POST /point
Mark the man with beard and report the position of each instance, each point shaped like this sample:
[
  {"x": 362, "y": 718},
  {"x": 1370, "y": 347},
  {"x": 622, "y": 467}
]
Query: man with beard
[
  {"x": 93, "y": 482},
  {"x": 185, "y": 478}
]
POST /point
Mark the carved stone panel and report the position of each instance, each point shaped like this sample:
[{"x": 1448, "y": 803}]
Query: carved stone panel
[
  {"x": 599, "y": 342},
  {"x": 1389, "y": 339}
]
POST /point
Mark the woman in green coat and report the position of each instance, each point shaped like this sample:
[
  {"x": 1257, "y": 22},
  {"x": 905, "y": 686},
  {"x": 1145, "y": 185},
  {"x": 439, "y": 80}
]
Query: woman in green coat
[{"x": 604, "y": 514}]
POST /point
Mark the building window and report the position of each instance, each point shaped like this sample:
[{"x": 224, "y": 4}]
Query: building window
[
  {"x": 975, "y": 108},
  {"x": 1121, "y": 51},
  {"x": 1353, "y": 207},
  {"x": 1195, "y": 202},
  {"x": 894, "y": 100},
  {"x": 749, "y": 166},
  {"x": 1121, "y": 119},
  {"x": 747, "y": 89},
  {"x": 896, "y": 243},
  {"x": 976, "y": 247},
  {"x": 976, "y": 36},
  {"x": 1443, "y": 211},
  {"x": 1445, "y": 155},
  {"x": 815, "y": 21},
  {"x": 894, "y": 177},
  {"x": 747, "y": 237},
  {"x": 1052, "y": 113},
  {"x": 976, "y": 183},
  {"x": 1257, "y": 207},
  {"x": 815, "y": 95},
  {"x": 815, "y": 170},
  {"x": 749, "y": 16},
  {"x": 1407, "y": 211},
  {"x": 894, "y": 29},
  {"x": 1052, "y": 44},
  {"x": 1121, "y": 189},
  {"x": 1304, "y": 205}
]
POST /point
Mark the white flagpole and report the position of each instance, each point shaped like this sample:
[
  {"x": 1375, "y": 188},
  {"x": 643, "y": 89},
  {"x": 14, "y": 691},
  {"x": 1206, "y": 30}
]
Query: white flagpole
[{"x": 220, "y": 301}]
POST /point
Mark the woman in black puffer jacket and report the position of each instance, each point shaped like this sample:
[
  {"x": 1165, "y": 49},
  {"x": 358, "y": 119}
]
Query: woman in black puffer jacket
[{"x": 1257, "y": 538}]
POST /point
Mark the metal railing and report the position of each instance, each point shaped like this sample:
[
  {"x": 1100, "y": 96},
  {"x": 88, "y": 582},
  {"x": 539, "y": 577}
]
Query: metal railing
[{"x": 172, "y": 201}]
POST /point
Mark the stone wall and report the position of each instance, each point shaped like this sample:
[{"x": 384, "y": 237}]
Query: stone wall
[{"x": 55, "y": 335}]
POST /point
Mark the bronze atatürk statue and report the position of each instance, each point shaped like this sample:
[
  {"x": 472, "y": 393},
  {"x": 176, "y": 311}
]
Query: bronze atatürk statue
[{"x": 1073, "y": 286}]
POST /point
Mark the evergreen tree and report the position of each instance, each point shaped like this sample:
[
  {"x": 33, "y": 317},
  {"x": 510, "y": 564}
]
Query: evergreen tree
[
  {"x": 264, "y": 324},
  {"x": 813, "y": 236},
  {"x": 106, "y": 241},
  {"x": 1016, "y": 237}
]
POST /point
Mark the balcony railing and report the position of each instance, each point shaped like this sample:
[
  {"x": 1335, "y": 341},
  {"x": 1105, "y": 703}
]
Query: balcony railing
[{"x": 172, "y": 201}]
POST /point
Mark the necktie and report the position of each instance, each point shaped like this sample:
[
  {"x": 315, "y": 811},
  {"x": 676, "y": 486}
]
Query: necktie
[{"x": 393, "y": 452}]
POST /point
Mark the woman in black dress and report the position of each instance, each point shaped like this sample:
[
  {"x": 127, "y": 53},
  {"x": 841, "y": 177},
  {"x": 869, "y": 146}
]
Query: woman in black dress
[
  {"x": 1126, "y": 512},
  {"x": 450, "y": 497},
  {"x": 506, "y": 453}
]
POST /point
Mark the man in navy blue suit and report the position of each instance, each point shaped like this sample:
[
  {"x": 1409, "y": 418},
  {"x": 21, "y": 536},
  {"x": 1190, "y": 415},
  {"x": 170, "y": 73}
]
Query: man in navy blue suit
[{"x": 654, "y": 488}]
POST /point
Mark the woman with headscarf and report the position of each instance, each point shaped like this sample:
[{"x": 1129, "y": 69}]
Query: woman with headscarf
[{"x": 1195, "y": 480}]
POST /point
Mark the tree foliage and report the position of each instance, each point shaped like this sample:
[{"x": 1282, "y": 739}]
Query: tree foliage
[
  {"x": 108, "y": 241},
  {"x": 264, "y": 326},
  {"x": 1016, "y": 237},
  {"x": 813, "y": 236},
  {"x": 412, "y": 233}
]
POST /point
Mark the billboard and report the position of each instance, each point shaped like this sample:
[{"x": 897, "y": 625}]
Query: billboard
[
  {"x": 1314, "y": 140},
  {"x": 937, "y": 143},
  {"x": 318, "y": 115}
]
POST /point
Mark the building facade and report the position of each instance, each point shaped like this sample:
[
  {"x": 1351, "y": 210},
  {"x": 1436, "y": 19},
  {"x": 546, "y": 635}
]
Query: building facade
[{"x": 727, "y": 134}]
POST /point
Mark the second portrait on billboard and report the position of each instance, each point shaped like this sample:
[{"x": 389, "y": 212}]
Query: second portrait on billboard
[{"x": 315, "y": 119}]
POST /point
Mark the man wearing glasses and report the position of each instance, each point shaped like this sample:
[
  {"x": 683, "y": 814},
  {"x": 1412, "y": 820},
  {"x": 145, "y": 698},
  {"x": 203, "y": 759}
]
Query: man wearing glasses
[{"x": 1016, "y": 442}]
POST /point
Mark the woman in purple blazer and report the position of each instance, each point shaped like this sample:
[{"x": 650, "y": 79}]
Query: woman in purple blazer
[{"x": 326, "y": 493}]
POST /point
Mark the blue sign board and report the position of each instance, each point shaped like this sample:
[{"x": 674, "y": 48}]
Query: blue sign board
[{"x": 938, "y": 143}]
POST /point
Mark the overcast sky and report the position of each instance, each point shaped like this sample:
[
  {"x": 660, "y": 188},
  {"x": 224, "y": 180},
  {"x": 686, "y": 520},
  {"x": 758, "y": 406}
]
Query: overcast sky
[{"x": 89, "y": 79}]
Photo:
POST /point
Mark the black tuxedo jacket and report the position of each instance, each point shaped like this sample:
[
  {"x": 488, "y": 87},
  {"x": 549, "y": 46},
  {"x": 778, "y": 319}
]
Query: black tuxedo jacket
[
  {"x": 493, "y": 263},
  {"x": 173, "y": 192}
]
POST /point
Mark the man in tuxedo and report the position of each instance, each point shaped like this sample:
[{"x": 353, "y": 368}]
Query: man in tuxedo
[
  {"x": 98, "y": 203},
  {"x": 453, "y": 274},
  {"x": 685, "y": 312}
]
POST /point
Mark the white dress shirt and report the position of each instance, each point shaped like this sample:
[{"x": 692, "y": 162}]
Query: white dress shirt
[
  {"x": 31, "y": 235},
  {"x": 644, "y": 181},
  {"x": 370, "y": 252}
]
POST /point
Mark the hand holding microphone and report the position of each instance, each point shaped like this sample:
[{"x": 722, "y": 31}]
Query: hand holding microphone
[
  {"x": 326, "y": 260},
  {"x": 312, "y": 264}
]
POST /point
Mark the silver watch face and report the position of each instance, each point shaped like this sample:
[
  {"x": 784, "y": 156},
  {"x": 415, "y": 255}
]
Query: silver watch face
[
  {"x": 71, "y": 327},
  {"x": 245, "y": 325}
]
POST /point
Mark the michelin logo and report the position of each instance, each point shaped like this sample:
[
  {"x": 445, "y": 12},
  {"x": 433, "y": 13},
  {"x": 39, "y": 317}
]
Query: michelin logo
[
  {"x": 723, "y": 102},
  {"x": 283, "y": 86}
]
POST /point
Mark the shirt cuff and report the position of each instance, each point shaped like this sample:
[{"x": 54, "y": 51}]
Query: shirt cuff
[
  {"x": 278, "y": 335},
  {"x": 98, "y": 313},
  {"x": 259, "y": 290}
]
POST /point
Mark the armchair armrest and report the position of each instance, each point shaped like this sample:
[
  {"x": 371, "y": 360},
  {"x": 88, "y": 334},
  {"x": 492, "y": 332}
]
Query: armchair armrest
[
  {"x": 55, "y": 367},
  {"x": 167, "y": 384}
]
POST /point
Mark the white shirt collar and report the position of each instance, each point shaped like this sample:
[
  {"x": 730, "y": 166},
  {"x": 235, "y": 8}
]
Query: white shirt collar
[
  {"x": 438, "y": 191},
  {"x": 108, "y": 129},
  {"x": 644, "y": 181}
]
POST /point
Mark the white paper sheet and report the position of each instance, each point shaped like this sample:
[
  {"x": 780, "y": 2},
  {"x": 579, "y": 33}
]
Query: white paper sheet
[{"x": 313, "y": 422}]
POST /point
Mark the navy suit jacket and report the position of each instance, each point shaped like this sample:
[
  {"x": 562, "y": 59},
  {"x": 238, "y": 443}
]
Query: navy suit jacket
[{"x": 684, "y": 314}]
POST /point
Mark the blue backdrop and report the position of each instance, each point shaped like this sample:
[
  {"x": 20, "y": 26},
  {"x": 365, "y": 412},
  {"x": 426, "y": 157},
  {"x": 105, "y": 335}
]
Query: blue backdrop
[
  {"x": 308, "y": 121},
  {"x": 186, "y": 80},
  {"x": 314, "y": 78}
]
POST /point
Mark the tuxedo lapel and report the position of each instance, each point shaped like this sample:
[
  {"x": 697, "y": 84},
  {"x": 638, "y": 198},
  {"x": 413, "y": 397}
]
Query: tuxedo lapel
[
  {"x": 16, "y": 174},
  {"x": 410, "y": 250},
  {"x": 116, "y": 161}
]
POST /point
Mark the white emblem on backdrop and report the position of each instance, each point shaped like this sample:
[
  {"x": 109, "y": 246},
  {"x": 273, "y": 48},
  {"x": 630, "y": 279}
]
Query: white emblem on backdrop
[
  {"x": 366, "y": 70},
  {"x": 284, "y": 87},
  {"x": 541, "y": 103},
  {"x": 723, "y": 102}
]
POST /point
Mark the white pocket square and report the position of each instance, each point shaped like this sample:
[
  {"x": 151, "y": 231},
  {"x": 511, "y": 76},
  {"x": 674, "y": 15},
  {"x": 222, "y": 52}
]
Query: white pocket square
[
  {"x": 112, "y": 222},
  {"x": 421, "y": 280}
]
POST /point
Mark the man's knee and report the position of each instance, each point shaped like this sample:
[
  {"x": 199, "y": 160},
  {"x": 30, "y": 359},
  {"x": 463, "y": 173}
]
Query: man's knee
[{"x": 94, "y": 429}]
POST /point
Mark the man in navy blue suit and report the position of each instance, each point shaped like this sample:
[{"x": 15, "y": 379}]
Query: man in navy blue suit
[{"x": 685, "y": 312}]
- - - - -
Exercise aim:
Pull out every line of the records that contains the word "tuxedo" and copy each one.

Response below:
Mark the black tuxedo jacket and report the position of each instance, each point shaped like this sample:
Query: black tuxedo jacket
Mark the man in tuxedo and report the position of each instance, each point shaped like this sample:
Query: man in tuxedo
Mark the tuxedo lapel and report the position of each instance, each point shaped like this sample:
Query: tuxedo lapel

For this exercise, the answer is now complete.